# Your task
All of the records below need to be copied exactly.
[Material shown — start]
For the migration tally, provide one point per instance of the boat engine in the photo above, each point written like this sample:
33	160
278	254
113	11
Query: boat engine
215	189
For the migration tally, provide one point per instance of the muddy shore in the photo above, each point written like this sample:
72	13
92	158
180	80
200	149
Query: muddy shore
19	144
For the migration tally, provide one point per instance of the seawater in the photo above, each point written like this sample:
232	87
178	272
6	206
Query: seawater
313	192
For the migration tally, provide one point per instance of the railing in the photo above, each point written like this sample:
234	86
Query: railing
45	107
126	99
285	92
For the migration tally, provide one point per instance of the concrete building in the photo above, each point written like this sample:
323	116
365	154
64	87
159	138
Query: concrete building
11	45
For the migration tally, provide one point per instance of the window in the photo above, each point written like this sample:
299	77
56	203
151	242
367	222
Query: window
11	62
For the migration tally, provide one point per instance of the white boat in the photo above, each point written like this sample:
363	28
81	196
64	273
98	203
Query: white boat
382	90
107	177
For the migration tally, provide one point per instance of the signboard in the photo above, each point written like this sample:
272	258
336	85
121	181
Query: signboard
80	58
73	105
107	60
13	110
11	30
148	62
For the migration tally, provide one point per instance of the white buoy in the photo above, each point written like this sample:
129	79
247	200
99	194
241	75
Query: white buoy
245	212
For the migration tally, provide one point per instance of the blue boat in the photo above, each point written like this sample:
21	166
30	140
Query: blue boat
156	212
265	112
[Material shown — finish]
# Response
For the migration tally, provide one point per instance of the boat engine in the photo above, each point written like this sample:
33	160
278	254
113	11
Query: boat engine
215	189
For the migration tally, provide one point per instance of the muddy shore in the photo above, each point written like this sample:
72	13
92	158
180	80
200	149
Query: muddy shore
19	144
For the migration tally, provide one point per instance of the seawater in the photo above, each point written like this sample:
232	87
178	272
6	206
Query: seawater
313	192
For the migration tally, provide one point per instance of the railing in the photo above, each point written like this sample:
234	86
Query: railing
45	107
126	99
285	92
For the migration tally, provide one point per instance of the concrete building in the photo above, each point written like this sample:
323	116
365	154
64	87
159	138
Query: concrete building
11	45
For the migration tally, provide one point per instance of the window in the photo above, each point written like this sample:
299	77
56	203
151	242
367	222
Query: window
11	62
For the migration tally, provide one point per instance of the white boat in the photo above, each point written like this sample:
363	28
81	196
64	273
98	203
Query: white boat
382	90
107	177
For the migration tally, provide one point per instance of the signboard in the photo above, each point written like this sample:
272	258
336	85
121	181
Query: signboard
80	58
73	105
107	60
13	110
11	30
148	62
For the migration tally, provide one point per instance of the white buoy in the photo above, each point written like this sample:
129	79
247	200
99	194
241	75
Query: white buoy
245	212
For the migration tally, provide one point per instance of the blue boat in the photo above, each point written like this sample:
21	166
30	140
Query: blue boat
156	212
265	112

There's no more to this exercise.